PARTS OF THE EXERCISE:
**1)** According to the task group description, where does Denise Hills serve as Program Director?
**2)** Please copy out the task group description starting at "This Task Group‘s" and ending at "and relevant services.", switching "awareness" to "understanding".

EXCERPT TO READ:
• • •

This Task Group‘s objective is to play a central role in improving scientific data access and reusability. Specifically, our main focus will be on full-stack data rescue, which includes a wide array of risks for completely dark data, non-digital datasets, and data born digital. This group will
build on the original DAR-TG charter and its focus on raising awareness of data susceptible to loss throughout the research life cycle. Archivists and researchers alike would benefit from having readily available accepted principles, references, and guidelines to expose and make accessible a wide range of data and relevant services.
This task group will focus on collection and development of such principles and guidelines, in consultation with subject matter and domain experts, in order to form and continually update a common decision framework that will improve the access to scientific data. This framework will include a classification matrix to help assess a particular dataset’s susceptibility to loss in the future. Additionally, this task group may eventually evolve into a consultation entity, available to institutions during their decision-making processes regarding the prioritisation of specific tasks for their data curation activities.
Finally, our task group intends to address a new and unexpected type of data rescue resulting from observations and/or survey data taken in regions populated by indigenous peoples, primarily in low and middle income countries. Rescuing these data involves ensuring that this information is available to and usable by the communities themselves as well as local researchers and policy makers.
Names of the co-chairs
- Dirk Fleischer, Data and Information Management for Kiel Marine Science, Christian-Albrechts University in Kiel Kiel, Germany
- Stephen Diggs, Technical Director, Hydrographic Data Office (CCHDO), Scripps Institution of Oceanography UC San Diego, California USA
- Denise Hills, Program Director, Energy Investigations, Geological Survey of Alabama Tuscaloosa Alabama, USA
While only a portion of international scientific data meet the definition of “big data,” there has been significant investment in data acquisition and management, and reliable projections predict that this expenditure will more than double in the next decade. It is imperative that strategic data stewardship is approached from the perspective of Return on Investment (ROI) and begin with an accurate quantification of every aspect of data acquisition, use, and on-going curation.
Big data market size revenue forecast worldwide
from 2011 to 2027 (in billion U.S. dollars)
Although the costs of data generation and management has historically required significant investments, increasing data access and reusability need not be proportionately resource-intensive. Improvements in data discovery and access are comprised of strategic tasks that must be
in-step with each scientific domain’s most up-to-date common sense best practices.

• • •

STORED ROWS:
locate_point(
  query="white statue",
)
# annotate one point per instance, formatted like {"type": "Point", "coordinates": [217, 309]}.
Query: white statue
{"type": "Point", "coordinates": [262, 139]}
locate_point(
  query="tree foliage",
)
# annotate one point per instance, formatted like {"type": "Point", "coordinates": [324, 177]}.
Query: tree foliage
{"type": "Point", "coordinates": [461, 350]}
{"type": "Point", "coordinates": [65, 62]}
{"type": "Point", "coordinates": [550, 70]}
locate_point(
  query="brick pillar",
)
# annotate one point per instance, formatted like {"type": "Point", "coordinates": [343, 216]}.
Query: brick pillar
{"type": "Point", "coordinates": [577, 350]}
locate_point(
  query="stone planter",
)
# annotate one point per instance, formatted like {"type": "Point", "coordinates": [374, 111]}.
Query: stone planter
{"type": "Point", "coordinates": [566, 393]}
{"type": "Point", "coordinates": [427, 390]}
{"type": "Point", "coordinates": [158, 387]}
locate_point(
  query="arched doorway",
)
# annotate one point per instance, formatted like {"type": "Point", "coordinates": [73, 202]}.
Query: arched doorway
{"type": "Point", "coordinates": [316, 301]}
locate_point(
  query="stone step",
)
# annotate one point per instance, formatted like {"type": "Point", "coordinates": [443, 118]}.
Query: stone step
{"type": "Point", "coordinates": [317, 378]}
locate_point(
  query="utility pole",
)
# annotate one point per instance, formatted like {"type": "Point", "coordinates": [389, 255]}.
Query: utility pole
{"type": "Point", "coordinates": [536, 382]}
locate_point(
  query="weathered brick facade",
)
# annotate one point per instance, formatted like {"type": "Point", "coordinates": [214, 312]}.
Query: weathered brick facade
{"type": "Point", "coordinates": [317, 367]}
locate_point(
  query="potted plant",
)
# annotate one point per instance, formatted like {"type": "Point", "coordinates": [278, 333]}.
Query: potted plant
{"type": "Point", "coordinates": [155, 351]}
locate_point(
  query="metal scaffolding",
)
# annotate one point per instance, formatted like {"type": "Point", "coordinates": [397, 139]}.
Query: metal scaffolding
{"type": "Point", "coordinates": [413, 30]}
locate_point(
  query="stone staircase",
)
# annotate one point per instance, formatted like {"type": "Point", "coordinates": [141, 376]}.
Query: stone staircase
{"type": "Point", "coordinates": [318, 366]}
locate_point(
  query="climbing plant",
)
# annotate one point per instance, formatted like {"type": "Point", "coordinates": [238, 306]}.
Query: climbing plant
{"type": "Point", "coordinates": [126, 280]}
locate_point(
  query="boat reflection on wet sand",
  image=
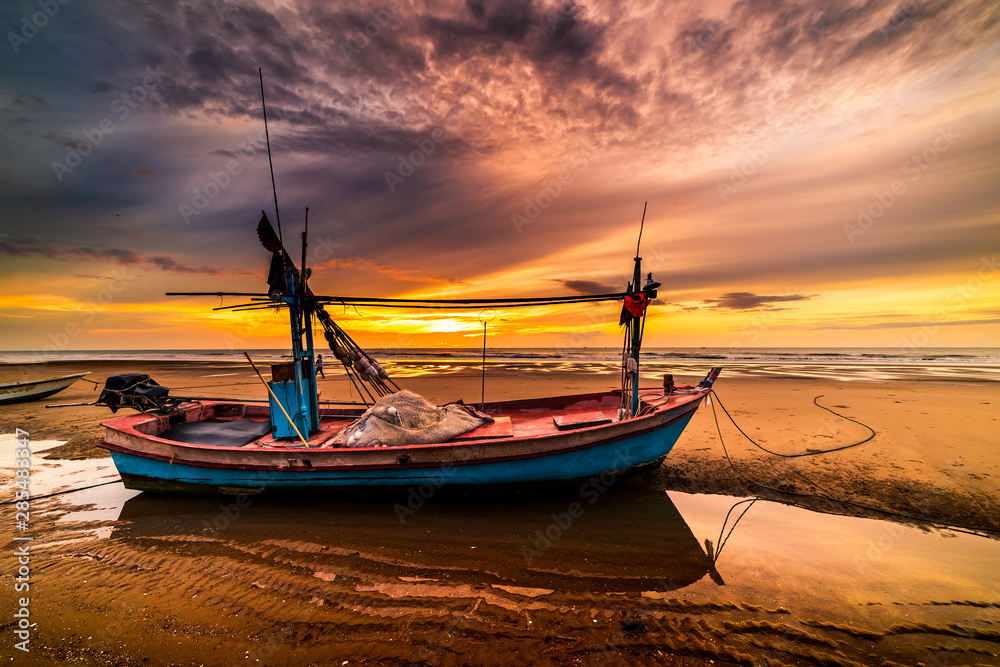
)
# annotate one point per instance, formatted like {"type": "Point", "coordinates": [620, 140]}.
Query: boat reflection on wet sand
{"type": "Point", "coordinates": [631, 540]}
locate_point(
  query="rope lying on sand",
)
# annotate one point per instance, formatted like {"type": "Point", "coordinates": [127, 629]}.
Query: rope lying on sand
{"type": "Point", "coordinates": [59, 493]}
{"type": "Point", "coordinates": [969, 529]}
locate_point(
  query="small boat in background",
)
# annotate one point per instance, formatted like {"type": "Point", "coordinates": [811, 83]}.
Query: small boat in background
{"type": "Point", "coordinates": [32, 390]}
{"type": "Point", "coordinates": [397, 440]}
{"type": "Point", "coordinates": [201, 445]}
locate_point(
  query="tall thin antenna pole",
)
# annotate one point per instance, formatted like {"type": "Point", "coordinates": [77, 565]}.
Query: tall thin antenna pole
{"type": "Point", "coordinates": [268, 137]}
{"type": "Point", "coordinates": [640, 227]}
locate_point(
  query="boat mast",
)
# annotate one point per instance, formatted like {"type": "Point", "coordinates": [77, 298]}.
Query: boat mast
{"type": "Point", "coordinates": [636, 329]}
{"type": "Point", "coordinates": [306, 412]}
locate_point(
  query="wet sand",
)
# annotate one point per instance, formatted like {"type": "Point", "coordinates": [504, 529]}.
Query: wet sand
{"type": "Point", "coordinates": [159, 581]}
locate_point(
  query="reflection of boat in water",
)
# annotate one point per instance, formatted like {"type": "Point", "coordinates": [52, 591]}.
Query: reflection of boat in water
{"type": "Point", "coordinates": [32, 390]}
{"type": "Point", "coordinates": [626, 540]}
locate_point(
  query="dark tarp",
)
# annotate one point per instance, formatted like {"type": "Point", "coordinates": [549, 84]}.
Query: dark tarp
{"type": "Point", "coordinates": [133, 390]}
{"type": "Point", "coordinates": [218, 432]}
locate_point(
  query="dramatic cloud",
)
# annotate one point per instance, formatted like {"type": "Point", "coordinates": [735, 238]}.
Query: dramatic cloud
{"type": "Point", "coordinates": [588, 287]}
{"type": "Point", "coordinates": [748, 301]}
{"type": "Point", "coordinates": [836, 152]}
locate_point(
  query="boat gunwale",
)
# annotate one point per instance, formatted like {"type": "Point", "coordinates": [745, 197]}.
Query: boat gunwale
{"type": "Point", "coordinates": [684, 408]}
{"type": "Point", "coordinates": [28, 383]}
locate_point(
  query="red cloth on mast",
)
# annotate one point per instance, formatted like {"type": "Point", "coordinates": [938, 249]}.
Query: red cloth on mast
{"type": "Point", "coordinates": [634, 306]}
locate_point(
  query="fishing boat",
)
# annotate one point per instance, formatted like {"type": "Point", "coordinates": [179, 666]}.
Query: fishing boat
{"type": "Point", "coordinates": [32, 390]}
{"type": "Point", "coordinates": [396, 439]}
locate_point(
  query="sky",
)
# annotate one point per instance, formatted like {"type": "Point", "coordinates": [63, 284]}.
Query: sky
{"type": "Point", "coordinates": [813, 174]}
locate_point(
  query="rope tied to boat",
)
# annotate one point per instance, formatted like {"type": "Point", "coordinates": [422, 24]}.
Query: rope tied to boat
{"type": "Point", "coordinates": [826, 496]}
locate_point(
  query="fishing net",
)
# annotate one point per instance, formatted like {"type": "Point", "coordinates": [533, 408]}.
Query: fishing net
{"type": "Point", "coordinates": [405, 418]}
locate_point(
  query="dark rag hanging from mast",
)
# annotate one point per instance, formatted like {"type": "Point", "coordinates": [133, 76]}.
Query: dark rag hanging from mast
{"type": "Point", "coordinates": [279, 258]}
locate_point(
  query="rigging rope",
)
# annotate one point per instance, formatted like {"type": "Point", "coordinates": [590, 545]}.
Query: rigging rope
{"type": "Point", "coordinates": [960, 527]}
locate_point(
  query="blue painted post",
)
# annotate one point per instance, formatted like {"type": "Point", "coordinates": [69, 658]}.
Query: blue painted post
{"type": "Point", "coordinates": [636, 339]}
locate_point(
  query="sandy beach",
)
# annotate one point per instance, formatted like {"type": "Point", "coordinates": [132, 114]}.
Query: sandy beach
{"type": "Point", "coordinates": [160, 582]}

• • •

ANSWER LIST:
**1)** The Geological Survey of Alabama in Tuscaloosa, Alabama, USA.

**2)**
This Task Group‘s objective is to play a central role in improving scientific data access and reusability. Specifically, our main focus will be on full-stack data rescue, which includes a wide array of risks for completely dark data, non-digital datasets, and data born digital. This group will
build on the original DAR-TG charter and its focus on raising understanding of data susceptible to loss throughout the research life cycle. Archivists and researchers alike would benefit from having readily available accepted principles, references, and guidelines to expose and make accessible a wide range of data and relevant services.